- **What is being asked**: Gather every line of the records below that contains the string "yellow" and copy each such line in full. Treat case as significant, so only lines with that exact capitalization count.

— begin Record extracts —

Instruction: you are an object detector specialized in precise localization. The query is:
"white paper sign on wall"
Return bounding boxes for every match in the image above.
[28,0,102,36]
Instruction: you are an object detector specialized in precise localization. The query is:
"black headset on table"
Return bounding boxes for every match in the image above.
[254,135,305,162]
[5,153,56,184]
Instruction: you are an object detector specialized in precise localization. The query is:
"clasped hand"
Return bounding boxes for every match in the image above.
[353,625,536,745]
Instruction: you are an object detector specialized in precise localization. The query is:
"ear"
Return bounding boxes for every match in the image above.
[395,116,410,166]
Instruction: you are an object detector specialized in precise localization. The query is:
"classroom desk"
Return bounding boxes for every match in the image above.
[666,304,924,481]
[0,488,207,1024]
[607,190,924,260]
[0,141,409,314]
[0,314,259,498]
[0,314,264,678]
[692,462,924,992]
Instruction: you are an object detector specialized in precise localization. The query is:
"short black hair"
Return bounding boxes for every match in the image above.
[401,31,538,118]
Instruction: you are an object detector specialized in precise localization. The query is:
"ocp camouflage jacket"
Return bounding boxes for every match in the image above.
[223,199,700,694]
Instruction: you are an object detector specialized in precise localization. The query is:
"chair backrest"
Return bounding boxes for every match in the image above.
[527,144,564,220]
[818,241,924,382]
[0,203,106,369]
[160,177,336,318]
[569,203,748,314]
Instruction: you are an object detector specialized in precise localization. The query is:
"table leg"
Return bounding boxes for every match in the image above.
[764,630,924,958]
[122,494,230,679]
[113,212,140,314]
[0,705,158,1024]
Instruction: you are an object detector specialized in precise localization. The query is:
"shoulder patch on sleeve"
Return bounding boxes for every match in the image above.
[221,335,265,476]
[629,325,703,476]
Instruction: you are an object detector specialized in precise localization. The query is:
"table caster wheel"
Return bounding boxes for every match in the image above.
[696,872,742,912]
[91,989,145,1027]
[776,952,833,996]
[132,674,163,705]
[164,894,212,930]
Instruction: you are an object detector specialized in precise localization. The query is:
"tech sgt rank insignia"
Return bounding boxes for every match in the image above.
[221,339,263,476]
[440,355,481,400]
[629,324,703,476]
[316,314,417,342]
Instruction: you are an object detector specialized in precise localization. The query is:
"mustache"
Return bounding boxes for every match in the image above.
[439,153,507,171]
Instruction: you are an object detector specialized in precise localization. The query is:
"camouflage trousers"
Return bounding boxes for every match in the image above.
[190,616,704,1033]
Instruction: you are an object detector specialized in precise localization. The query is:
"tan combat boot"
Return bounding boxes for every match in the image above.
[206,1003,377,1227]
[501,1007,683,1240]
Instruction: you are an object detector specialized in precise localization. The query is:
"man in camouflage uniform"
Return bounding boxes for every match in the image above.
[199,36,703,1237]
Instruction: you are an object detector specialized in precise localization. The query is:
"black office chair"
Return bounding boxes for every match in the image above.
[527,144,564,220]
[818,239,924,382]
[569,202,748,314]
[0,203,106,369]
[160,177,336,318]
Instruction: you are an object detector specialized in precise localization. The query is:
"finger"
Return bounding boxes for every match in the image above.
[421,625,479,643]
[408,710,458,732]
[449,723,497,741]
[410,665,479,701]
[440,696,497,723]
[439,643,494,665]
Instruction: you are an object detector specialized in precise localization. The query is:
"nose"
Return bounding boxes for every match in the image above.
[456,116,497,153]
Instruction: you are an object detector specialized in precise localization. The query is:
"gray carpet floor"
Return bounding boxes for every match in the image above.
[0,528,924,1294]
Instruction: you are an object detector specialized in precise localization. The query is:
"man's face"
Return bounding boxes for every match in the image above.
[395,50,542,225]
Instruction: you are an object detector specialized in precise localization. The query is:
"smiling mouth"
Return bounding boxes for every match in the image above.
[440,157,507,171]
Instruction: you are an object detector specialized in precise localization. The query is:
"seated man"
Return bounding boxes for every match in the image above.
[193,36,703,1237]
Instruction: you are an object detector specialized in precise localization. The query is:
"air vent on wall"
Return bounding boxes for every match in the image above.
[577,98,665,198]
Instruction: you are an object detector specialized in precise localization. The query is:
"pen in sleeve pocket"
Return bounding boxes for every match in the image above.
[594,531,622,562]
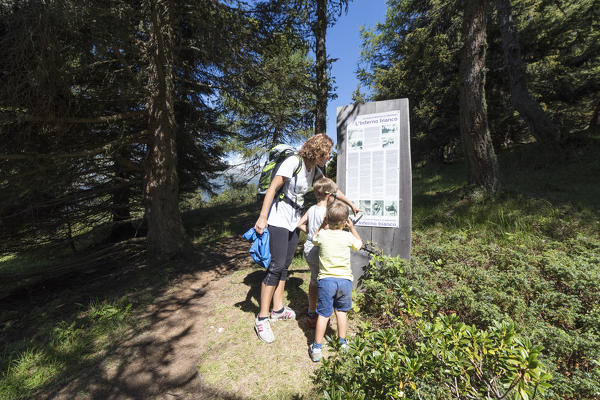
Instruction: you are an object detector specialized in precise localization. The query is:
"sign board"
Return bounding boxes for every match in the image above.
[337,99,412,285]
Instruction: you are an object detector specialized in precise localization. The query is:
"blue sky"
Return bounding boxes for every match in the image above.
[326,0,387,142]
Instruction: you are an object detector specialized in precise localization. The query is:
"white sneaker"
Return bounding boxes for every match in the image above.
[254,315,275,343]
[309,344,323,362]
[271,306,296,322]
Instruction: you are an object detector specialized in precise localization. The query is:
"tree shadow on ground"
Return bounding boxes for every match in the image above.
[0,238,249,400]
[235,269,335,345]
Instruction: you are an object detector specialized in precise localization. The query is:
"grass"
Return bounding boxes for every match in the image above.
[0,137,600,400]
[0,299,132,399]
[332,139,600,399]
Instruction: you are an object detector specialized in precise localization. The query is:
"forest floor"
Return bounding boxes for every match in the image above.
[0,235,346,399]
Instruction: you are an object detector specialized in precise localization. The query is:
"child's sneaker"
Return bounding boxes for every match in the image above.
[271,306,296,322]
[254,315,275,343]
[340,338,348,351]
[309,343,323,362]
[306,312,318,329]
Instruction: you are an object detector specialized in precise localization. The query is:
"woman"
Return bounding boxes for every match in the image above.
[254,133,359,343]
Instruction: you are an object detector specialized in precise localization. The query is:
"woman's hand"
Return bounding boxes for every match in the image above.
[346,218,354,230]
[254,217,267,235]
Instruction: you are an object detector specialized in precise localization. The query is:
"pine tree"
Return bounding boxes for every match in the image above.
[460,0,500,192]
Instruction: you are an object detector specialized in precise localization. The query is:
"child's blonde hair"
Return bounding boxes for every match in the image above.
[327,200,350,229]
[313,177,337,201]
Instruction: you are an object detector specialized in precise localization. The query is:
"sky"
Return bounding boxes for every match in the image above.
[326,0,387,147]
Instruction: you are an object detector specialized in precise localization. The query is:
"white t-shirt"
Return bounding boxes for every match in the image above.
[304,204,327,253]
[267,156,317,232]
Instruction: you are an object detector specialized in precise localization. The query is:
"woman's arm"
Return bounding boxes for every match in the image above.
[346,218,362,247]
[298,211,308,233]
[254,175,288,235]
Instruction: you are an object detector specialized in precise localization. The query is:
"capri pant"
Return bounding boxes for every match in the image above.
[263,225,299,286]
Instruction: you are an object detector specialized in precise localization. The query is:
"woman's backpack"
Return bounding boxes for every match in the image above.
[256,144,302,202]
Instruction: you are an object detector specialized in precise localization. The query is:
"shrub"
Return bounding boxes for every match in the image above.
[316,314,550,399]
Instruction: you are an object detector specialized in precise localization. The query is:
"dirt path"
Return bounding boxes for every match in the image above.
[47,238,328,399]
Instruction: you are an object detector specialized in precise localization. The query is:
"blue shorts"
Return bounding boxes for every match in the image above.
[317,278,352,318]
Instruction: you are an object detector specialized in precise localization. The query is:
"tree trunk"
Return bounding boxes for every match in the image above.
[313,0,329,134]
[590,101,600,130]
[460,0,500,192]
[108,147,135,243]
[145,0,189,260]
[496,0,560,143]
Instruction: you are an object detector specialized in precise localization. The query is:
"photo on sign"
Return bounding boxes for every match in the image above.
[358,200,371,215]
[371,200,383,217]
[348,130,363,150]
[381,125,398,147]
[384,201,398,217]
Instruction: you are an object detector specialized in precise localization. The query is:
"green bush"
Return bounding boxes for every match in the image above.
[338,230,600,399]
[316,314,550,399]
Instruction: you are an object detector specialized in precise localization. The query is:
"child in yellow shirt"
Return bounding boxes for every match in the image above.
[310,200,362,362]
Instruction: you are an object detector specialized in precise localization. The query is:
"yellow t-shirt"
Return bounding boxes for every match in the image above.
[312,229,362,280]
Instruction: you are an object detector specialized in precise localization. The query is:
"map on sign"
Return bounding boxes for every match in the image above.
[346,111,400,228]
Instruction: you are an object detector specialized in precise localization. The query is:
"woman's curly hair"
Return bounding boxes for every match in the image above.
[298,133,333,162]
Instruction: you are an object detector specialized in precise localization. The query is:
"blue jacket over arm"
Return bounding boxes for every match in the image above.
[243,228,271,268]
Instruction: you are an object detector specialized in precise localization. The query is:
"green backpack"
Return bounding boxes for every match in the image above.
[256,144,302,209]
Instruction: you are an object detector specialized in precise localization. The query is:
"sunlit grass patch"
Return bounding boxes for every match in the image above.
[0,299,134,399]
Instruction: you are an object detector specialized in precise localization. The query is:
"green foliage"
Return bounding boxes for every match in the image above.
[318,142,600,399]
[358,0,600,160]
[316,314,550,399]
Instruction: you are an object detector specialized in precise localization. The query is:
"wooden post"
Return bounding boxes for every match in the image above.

— end Record extracts —

- **Complete answer**:
"child in yellow shirt"
"yellow t-shirt"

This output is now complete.